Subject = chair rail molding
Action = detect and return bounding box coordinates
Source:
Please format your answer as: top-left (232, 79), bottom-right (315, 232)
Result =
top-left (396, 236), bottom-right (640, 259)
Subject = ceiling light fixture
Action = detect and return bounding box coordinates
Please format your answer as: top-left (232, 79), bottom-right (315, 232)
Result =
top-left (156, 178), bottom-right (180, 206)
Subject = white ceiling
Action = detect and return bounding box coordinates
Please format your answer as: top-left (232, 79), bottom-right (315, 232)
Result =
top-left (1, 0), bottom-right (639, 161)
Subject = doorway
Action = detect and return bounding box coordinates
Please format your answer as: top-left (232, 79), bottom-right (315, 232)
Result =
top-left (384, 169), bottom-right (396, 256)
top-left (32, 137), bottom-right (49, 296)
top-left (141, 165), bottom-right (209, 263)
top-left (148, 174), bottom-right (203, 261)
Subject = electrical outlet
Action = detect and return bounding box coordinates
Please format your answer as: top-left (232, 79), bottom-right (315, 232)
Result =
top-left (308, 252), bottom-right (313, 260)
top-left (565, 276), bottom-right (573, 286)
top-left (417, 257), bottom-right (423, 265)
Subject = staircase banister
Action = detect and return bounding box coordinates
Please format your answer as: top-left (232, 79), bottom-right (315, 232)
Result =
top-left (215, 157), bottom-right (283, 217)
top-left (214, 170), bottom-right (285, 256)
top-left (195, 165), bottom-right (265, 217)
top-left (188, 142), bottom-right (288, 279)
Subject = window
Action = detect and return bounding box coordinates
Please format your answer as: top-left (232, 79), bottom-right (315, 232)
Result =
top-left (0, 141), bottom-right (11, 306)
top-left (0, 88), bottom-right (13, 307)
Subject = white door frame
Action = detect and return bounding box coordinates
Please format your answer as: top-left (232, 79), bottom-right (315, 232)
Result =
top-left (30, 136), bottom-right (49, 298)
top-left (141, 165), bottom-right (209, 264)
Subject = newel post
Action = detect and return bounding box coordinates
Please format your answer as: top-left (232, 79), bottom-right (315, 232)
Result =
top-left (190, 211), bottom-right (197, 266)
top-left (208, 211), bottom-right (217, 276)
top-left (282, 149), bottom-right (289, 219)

--

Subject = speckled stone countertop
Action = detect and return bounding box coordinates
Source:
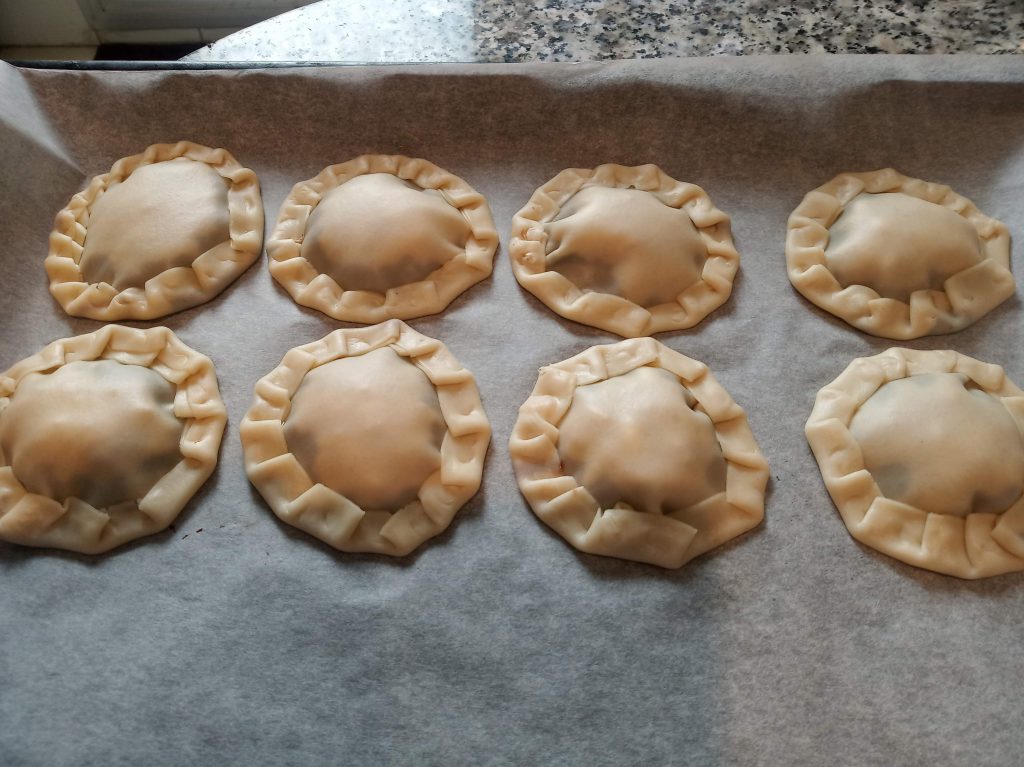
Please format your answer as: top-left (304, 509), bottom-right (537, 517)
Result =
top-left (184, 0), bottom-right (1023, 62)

Requirement -
Within the entries above, find each line where "Subject" appears; copy every one.

Task solution -
Subject = chair rail molding
Subject = ceiling light fixture
Subject = white ceiling
Subject = doorway
Subject = electrical outlet
Subject = staircase banister
Subject = window
Subject = white door frame
Subject = newel post
Subject = speckled stone countertop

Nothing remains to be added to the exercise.